» **Work order**:
Within the listing below, locate all lines containing the word "rapids". Copy each one.

» **Material provided**:

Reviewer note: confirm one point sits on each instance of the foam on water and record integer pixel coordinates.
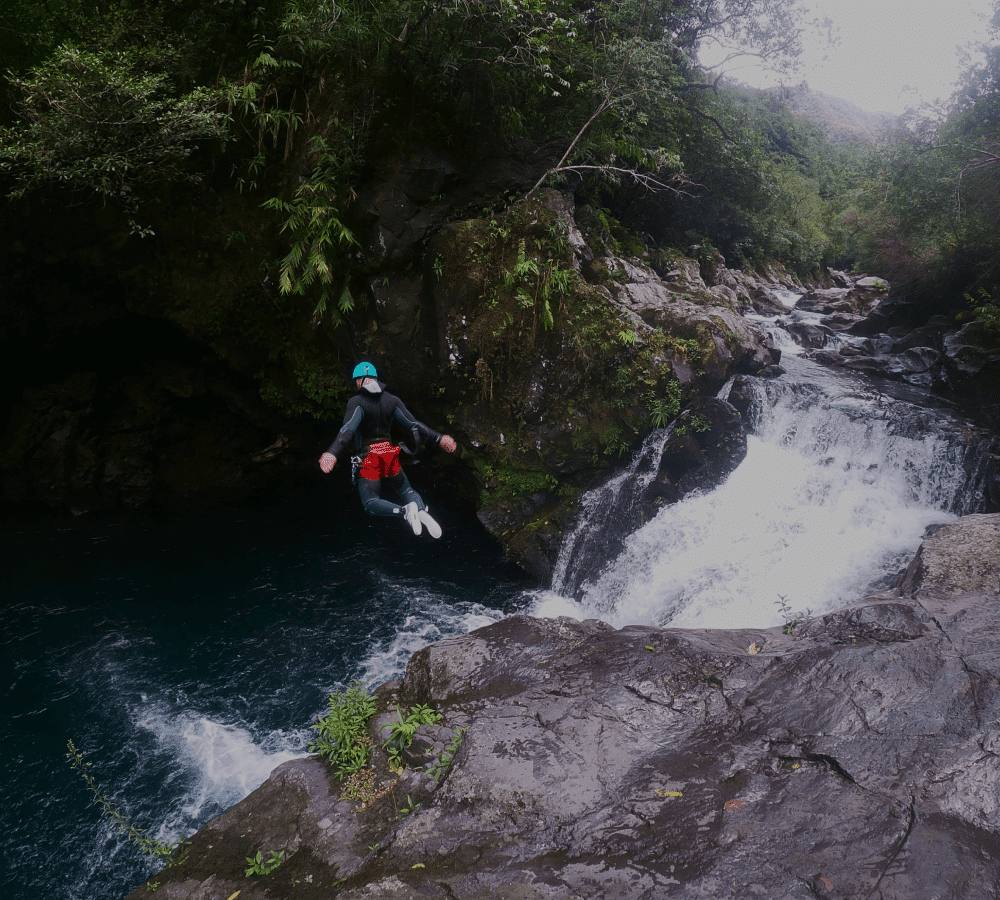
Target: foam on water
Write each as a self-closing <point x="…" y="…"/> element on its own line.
<point x="835" y="494"/>
<point x="435" y="618"/>
<point x="780" y="527"/>
<point x="219" y="763"/>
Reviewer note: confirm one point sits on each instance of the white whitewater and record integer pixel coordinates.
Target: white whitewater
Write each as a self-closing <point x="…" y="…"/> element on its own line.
<point x="835" y="494"/>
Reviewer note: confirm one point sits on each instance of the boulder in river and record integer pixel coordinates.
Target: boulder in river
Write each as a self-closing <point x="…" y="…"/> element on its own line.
<point x="851" y="755"/>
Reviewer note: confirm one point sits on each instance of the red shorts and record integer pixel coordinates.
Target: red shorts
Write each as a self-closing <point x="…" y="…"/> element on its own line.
<point x="382" y="461"/>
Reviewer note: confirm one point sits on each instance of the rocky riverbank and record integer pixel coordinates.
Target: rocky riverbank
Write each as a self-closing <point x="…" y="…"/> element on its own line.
<point x="851" y="755"/>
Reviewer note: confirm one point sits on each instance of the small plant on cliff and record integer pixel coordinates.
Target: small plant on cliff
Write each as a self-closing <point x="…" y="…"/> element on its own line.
<point x="986" y="308"/>
<point x="401" y="732"/>
<point x="256" y="865"/>
<point x="363" y="787"/>
<point x="341" y="735"/>
<point x="447" y="756"/>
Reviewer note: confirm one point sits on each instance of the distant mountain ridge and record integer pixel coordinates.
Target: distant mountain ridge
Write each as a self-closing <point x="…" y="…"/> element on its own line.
<point x="839" y="119"/>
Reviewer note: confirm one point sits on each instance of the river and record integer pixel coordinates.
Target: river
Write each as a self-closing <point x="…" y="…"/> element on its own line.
<point x="188" y="652"/>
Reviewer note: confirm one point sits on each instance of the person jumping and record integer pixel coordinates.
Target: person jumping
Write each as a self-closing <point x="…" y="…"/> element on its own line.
<point x="370" y="414"/>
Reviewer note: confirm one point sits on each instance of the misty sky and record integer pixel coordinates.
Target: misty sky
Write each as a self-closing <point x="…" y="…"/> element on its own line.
<point x="891" y="53"/>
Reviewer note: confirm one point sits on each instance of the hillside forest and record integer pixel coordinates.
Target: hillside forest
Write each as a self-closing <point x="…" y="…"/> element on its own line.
<point x="209" y="164"/>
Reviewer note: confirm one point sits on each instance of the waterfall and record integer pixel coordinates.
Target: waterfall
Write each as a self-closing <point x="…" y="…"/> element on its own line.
<point x="840" y="483"/>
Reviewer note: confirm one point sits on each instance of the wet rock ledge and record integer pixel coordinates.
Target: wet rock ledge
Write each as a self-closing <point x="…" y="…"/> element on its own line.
<point x="852" y="755"/>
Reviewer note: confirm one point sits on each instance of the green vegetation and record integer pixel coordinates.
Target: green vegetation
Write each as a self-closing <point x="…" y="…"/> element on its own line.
<point x="342" y="734"/>
<point x="447" y="756"/>
<point x="257" y="865"/>
<point x="401" y="732"/>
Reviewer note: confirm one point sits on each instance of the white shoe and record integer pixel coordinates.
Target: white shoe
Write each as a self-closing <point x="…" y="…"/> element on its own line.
<point x="433" y="529"/>
<point x="412" y="517"/>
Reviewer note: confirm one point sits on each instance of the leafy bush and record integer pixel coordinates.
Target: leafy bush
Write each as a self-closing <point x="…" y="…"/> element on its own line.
<point x="341" y="735"/>
<point x="102" y="122"/>
<point x="401" y="732"/>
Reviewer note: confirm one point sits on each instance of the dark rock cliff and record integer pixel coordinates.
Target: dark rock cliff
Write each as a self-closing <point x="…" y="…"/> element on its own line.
<point x="852" y="755"/>
<point x="165" y="368"/>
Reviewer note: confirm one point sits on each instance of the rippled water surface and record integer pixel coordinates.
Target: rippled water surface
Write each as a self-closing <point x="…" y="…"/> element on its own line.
<point x="188" y="653"/>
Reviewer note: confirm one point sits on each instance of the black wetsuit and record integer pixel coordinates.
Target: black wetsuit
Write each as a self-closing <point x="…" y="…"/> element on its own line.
<point x="368" y="421"/>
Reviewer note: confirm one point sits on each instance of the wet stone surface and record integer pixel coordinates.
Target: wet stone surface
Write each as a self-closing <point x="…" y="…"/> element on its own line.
<point x="856" y="756"/>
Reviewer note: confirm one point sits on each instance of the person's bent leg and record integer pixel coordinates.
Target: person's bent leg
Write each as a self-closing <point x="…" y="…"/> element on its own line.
<point x="415" y="505"/>
<point x="370" y="491"/>
<point x="401" y="485"/>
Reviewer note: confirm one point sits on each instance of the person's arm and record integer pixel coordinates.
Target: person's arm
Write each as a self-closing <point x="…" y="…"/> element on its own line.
<point x="352" y="421"/>
<point x="418" y="429"/>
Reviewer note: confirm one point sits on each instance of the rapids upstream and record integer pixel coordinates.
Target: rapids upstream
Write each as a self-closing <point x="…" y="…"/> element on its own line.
<point x="188" y="654"/>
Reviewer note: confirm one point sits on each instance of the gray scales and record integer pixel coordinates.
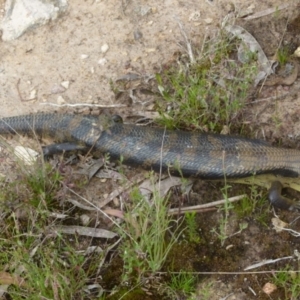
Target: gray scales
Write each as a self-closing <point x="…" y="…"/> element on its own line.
<point x="198" y="155"/>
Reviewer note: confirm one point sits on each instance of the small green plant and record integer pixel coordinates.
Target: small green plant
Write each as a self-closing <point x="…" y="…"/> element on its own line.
<point x="228" y="206"/>
<point x="145" y="231"/>
<point x="200" y="95"/>
<point x="283" y="55"/>
<point x="191" y="228"/>
<point x="183" y="282"/>
<point x="289" y="281"/>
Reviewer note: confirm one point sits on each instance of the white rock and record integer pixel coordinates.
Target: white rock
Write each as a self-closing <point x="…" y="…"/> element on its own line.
<point x="208" y="20"/>
<point x="60" y="100"/>
<point x="102" y="61"/>
<point x="297" y="52"/>
<point x="104" y="48"/>
<point x="21" y="15"/>
<point x="27" y="155"/>
<point x="33" y="94"/>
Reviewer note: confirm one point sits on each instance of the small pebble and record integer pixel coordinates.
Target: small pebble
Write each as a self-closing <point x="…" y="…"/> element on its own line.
<point x="33" y="94"/>
<point x="84" y="219"/>
<point x="137" y="35"/>
<point x="208" y="20"/>
<point x="102" y="61"/>
<point x="65" y="84"/>
<point x="27" y="155"/>
<point x="60" y="100"/>
<point x="57" y="89"/>
<point x="104" y="48"/>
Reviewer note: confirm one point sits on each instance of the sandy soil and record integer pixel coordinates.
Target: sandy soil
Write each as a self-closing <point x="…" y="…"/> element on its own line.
<point x="141" y="36"/>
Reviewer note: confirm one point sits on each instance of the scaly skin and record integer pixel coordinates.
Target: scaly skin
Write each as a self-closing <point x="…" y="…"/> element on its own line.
<point x="205" y="156"/>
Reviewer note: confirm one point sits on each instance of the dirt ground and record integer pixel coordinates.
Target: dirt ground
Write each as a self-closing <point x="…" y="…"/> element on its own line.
<point x="142" y="36"/>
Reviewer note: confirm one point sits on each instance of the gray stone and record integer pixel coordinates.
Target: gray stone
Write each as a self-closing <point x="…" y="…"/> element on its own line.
<point x="22" y="15"/>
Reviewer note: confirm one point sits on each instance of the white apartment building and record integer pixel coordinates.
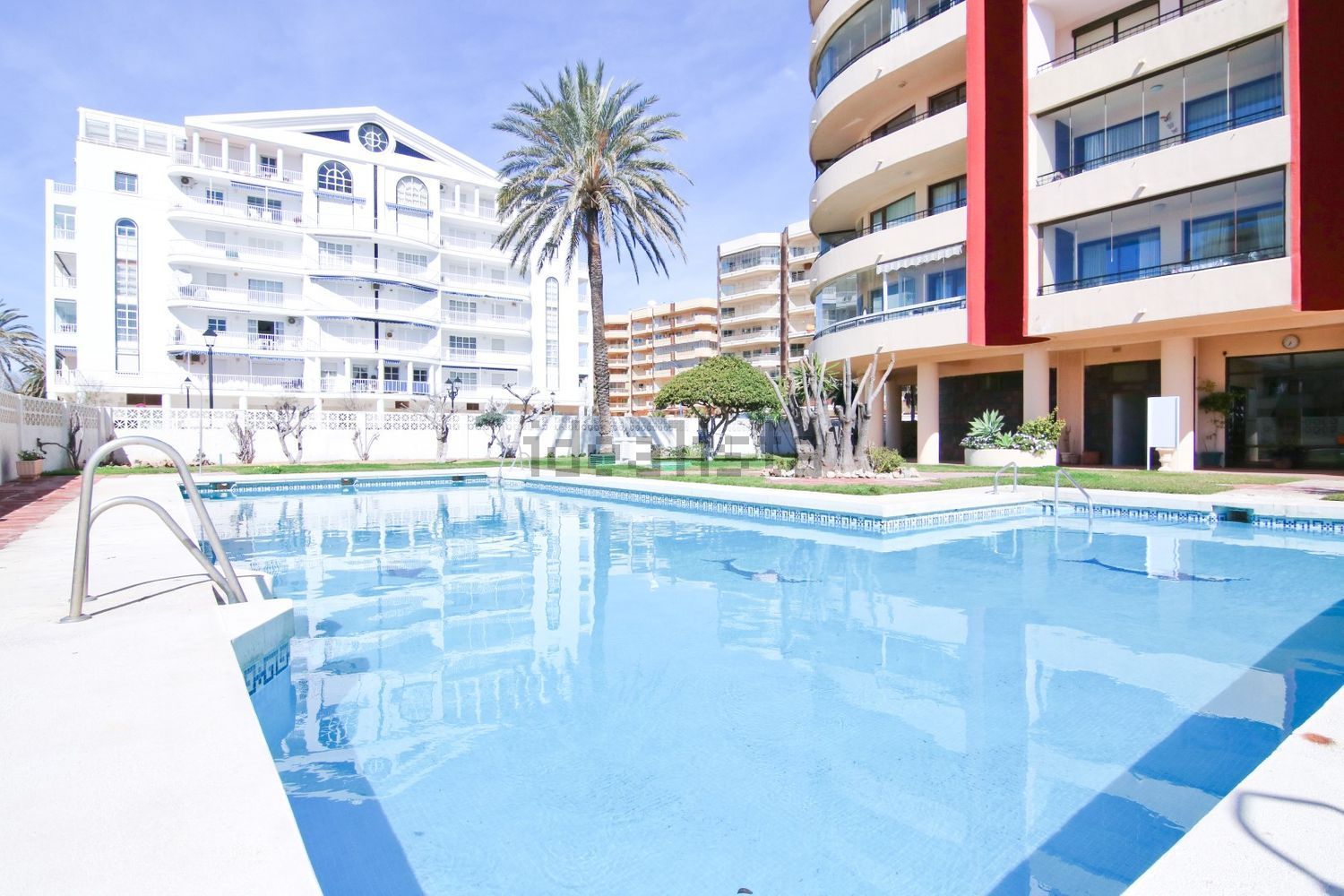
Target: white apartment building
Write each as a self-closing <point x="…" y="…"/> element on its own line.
<point x="336" y="254"/>
<point x="765" y="296"/>
<point x="1085" y="203"/>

» **Output of the task**:
Reviewer note: confirm one point sits on each instance of the rapids upstream and record integer pixel coordinates.
Target: rapids upstream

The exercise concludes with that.